◆ Extrait du document:
David Bowie Is…

[Actualisation 11 janvier 2016. C’est avec un sentiment de tristesse sidérant qu’on apprend ce matin la mort de David Bowie. Quelques jours seulement après son 69ème anniversaire et la sortie de son dernier album Blackstar. On se souvient de l’incroyable émotion qui nous avait envahi lors de l’expo à la Philharmonie l’an dernier. Ground Control a définitivement perdu Major Tom.]

Enfin ! L’exposition-évènement, David Bowie Is, dépose ses bagages à Paris après avoir été créée au Victoria & Albert Museum à Londres en 2013, et s’offre pour l’occasion l’écrin scintillant mais inachevé de la toute nouvelle Philharmonie. Assez semblable à celle de Londres, cette vaste rétrospective propose cependant un léger remaniement conçu exclusivement pour le public français. L’expo s’attache à montrer le processus créatif époustouflant de l’artiste, avant-gardiste, multiple et exceptionnel. David Bowie is everyone and unique…

 Un OVNI… universel

La bonne idée de l’expo est de ne pas avoir totalement suivi un ordre chronologique, mais d’être découpée en parcours thématiques éclatés, au premier abord déroutants, mais assurément plus proches de l’esprit multi-facettes de Bowie. On commence, classiquement quand même, par les jeunes années de David Robert Jones (pas encore Bowie), dans les faubourgs londoniens de l’après guerre, communs et sans âme, au milieu d’une famille dont il dit qu’il est «le seul à ne pas faire d’analyse, j’ai préféré l’écriture». Eléments sans doute fondamentaux de la carrière singulière de Bowie. Il est un mélange typiquement anglais de working-class invisible, et de parcours artistique hors norme.

◆ Données fournies:
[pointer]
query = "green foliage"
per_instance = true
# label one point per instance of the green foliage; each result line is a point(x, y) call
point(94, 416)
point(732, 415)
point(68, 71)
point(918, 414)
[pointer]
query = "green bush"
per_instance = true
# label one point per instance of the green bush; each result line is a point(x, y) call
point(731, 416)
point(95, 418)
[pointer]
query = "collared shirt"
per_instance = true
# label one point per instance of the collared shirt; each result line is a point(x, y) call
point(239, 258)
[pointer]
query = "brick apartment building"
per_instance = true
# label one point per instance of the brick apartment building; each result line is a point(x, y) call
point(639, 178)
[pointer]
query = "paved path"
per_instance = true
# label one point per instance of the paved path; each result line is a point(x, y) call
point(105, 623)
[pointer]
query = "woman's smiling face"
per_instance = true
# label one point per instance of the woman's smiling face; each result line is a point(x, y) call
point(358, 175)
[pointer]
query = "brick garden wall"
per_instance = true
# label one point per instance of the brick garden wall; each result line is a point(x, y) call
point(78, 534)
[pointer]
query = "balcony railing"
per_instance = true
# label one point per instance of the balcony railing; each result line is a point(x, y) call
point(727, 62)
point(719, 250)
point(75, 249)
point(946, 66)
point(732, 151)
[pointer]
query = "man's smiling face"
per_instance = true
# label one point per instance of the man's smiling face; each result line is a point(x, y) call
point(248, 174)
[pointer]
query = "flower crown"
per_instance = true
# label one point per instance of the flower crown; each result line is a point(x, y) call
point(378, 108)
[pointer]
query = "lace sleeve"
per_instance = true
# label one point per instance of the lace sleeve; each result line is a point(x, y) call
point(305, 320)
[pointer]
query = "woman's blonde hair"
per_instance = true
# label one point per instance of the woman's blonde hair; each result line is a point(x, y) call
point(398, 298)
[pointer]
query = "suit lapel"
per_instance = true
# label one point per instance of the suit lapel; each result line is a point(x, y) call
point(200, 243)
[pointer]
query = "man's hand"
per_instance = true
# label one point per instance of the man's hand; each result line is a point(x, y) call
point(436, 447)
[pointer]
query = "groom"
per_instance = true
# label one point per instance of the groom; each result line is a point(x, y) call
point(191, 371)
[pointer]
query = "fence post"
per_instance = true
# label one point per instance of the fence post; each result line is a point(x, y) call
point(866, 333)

---

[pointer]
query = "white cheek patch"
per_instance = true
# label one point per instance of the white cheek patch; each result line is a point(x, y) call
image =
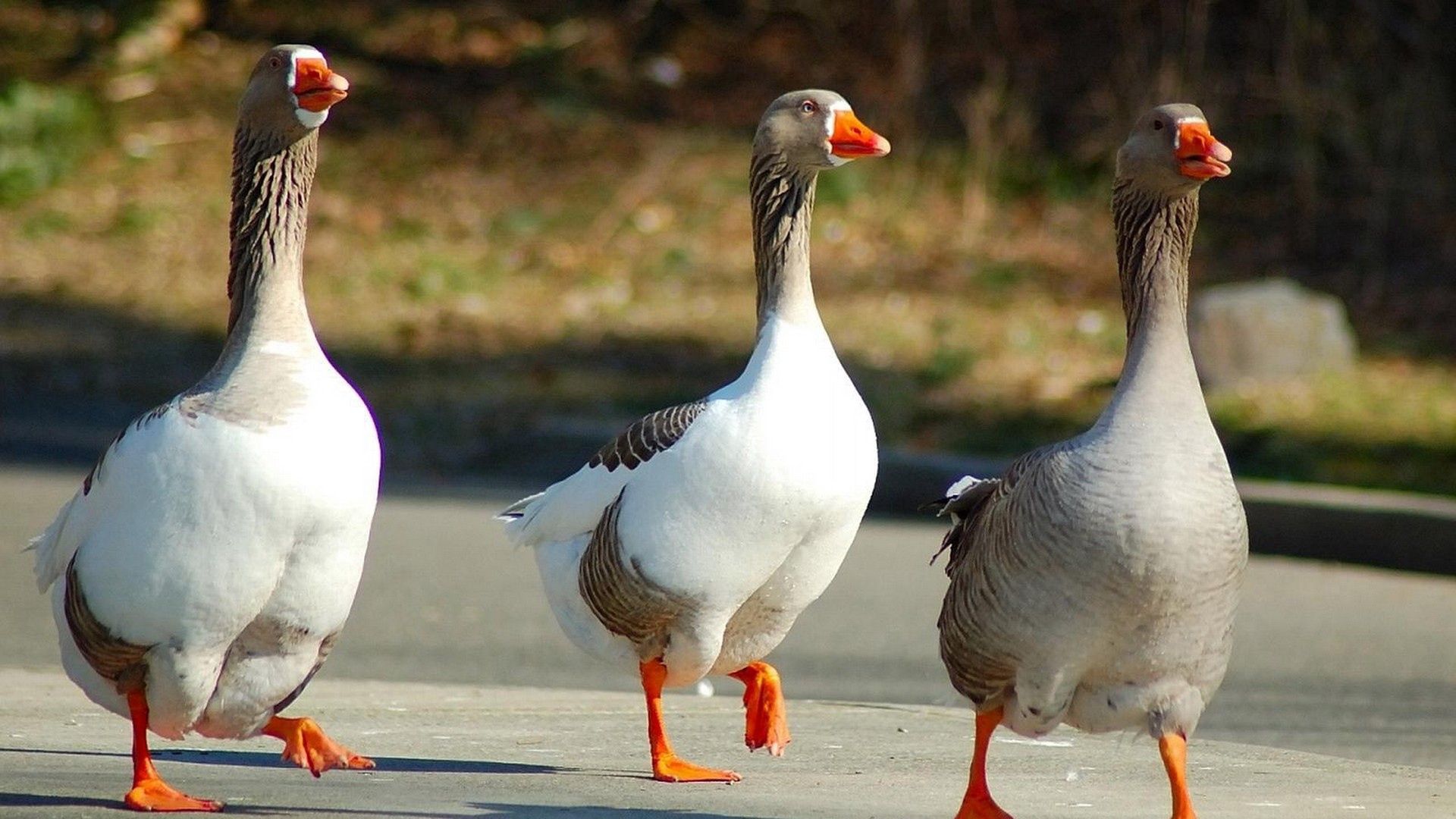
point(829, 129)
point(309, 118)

...

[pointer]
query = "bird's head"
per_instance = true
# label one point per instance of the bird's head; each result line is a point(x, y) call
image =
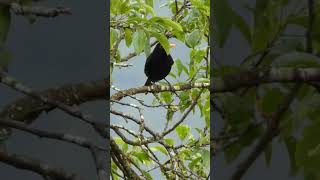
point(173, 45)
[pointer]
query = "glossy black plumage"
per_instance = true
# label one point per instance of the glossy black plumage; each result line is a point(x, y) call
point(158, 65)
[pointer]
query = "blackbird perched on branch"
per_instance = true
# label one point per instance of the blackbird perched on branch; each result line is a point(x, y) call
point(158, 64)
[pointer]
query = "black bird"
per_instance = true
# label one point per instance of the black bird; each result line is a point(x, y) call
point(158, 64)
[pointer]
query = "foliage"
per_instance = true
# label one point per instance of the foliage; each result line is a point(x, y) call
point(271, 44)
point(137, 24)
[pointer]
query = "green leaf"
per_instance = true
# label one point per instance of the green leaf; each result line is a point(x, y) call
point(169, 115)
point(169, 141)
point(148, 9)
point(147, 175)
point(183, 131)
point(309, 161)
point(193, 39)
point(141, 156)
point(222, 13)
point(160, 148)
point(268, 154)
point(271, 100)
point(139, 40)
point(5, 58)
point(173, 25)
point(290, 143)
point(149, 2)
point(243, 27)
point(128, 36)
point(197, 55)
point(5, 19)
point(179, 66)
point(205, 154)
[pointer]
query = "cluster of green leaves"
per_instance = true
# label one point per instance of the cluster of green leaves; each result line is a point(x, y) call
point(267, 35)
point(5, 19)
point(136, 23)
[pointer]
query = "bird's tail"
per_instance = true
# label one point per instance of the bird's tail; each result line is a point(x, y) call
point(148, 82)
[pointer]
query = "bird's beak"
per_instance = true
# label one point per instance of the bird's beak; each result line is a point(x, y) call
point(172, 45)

◆ Tâches et exercices:
#1 Dans l'article sur l'exposition David Bowie Is, relevez tous les adjectifs qui qualifient l'artiste dans la phrase commençant par « L'expo s'attache à montrer ».
#2 Poursuivez l'article sur l'exposition David Bowie Is après sa dernière phrase.
Les données forment un ensemble distinct de l'article.

◆ Les réponses:
#1 avant-gardiste, multiple, exceptionnel

#2
L’envol vers l’espace

Il est encore adolescent quand il se lance dans la musique à l’époque où deux « monstres » britanniques se disputent la place de meilleur groupe rock du monde : les Beatles et les Rolling Stones, à peine plus âgés. Lui, n’a pas encore le succès de ses aînés. Il rame quelques années, période que l’on connaît peu, mais qui pose le personnage Bowie : il écrit, enregistre de la musique et fait le comédien. Ce n’est qu’en 1969 qu’il est définitivement mis sur orbite. Littéralement. C’est en effet en pleine mission lunaire d’Apollo que sort le bien nommé Space Oddity, inspiré du 2001 : L’Odysée de l’espace de Kubrick. Le public s’enthousiasme pour un chanteur d’une beauté ambigüe sidérante qui ne ressemble à personne, et découvre une musique inclassable. La légende Bowie est en marche.

 

Un foisonnement inouï d’archives exceptionnelles

David Bowie 1973
David Bowie 1973 © Sukita — The David Bowie Archive

Les commissaires d’expo ont eut accès au fonds d’archives personnelles considérable, où tout est répertorié depuis le début de sa carrière. Bowie, en bon control freak, ne jette rien : 90% de la collection visible à l’expo vient de là. On découvre par exemple, stupéfaits et troublés, le vieux trousseau de clés, détail au demeurant insignifiant, de son appart berlinois où il vivait dans les années 70. On est estomaqués devant la richesse, la complexité et la démarche artistique jusqu’au-boutiste du personnage. Bowie s’intéresse à tout : les courants musicaux, qu’ils soient jazz, rock ou classiques. Il digère tout : se remet en question continuellement, réinvente et se réinvente, devance la mode ou la prend à rebours, provoque sans agressivité mais agresse malgré lui, révolutionne la musique, est un des premiers à comprendre la puissance visuelle des vidéos…

On est émus devant les manuscrits, nombreux, écrits d’une main précautionneuse sur des feuilles volantes de classeur. On est ébahis devant le nombre incroyable de costumes extravagants, notamment ceux franchement inconfortables de Yamamoto  (voir photo) dont pourtant Bowie dit « qu’ils sont exactement les costumes de scène que je désirais ». On est pris dans un tourbillon de musique, de visuels, de pochettes, de vidéos d’une extraordinaire diversité.

http://www.youtube.com/watch?v=v—IqqusnNQ

 

L’émotion brute et animale

Et tout à coup, au détour de salles remplies d’objets exubérants, au moment où l’on se dit que Bowie maîtrise et calcule vraiment tout sans lâcher-prise, retentissent alors dans les oreilles les paroles du Major Tom, d’Aladdin Sane, de Ziggy Stardust ou bien Heroes, Starman, Ashes to Ashes et les questions laissent place soudainement à sa musique dans un torrent d’émotions brutes et primitives qui nous submerge.  Expo immanquable tout simplement.

David Bowie Is, jusqu’au 31 mai 2015 (ouverture jusqu’à minuit du 22 au 31 mai)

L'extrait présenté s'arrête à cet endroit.